=== DOCUMENT PASSAGE ===
====================

Image Credit : NASA GISS

I’m not burdened with a gambling addiction, so I sha’n’t be taking part myself, but I suspect it might be possible to lay bets on 2010 being the hottest year of the instrumental record ever since the beginning of relatively accurate machined-based measurements began, globally averaged.

The question you have to ask yourself is this : will November and December be cold enough everywhere to knock the year-to-date temperatures off their reigning warm perch ? Or will the Autumn “dip” in global temperatures be more than compensated for by a warmer-than-average December ?

The La Nina phase of the El Nino-Southern Oscillation is set to continue on into next year – but it’s cooling effect has petered out, apparently, and it seems like temperatures will start to rise again.

2 replies on “All Bets Are On”

As Willis Eschenbach says, there’s nothing anomalous there.

Willis: “Oh, yeah, a pet peeve of mine. You know how they always say “Yeah, but nine out of the last ten years have been among the ten warmest years of the record”, as though that proved that the last ten years was an unusual, anomalous time?

“The trouble with this argument is that in a time of rising temperatures, that is often true. The temperature is rising, so where would you expect the warmest years to be?

“So yes, nine of the last ten years were in the top ten years in the record … but that was true three times in the 1940′s. So once again, there is nothing unusual about the recent warming.”

The 2010 near surface temp has been running lower than the 2009 temp since late June so it looks to me as if 2010 wont be anything special anyway, for what it’s worth.

====================

=== ENTRIES PROVIDED ===
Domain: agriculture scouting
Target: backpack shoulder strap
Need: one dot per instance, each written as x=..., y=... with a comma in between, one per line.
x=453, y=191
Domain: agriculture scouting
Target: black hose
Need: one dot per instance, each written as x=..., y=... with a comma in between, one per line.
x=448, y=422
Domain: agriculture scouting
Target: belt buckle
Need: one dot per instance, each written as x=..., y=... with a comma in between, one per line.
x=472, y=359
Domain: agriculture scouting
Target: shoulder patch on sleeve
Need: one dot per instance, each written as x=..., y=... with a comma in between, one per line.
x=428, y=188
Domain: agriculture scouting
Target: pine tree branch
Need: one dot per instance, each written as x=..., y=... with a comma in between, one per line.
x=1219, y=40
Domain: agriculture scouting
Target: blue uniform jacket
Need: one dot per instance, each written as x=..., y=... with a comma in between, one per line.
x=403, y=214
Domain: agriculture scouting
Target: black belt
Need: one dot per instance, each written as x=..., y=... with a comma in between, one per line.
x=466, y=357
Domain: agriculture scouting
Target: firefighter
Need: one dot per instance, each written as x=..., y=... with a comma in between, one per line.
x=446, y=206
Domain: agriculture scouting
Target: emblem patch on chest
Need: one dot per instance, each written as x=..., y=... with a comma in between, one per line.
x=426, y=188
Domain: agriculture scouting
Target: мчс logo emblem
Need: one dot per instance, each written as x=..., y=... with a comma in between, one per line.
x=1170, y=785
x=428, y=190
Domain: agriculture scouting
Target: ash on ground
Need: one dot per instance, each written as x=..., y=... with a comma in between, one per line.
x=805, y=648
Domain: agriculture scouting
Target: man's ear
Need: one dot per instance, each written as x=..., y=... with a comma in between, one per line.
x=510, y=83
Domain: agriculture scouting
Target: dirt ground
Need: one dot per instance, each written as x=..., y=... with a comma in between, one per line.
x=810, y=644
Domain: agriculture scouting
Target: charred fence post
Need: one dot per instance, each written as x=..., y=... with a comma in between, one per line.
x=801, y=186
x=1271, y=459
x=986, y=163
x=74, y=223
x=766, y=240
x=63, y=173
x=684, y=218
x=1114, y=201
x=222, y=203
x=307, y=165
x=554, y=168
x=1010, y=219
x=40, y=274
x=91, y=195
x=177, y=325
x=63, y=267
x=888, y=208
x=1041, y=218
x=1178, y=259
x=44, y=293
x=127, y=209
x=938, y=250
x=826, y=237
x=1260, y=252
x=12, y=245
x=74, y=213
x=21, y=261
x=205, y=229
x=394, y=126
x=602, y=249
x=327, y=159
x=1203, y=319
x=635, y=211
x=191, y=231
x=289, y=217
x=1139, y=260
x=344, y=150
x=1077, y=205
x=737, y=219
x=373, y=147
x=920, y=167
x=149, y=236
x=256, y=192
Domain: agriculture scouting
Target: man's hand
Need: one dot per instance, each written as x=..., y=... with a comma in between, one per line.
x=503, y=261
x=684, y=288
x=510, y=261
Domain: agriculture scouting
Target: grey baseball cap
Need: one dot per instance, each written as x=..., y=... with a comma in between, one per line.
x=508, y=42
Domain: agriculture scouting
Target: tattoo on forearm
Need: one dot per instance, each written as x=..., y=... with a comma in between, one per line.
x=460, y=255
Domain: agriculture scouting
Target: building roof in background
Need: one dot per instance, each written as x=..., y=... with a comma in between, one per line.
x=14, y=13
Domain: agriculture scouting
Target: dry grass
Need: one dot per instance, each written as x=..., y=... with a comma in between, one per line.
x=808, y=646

====================

=== EXERCISES TO COMPLETE ===
**a)** According to the post on 2010 temperatures, which phase of the El Nino-Southern Oscillation is set to continue into next year?
**b)** Reproduce the entries verbatim, from their first line through the line holding "x=472, y=359", inclusive.

=== LIST OF SOLUTIONS ===
**a)** The La Nina phase.

**b)**
Domain: agriculture scouting
Target: backpack shoulder strap
Need: one dot per instance, each written as x=..., y=... with a comma in between, one per line.
x=453, y=191
Domain: agriculture scouting
Target: black hose
Need: one dot per instance, each written as x=..., y=... with a comma in between, one per line.
x=448, y=422
Domain: agriculture scouting
Target: belt buckle
Need: one dot per instance, each written as x=..., y=... with a comma in between, one per line.
x=472, y=359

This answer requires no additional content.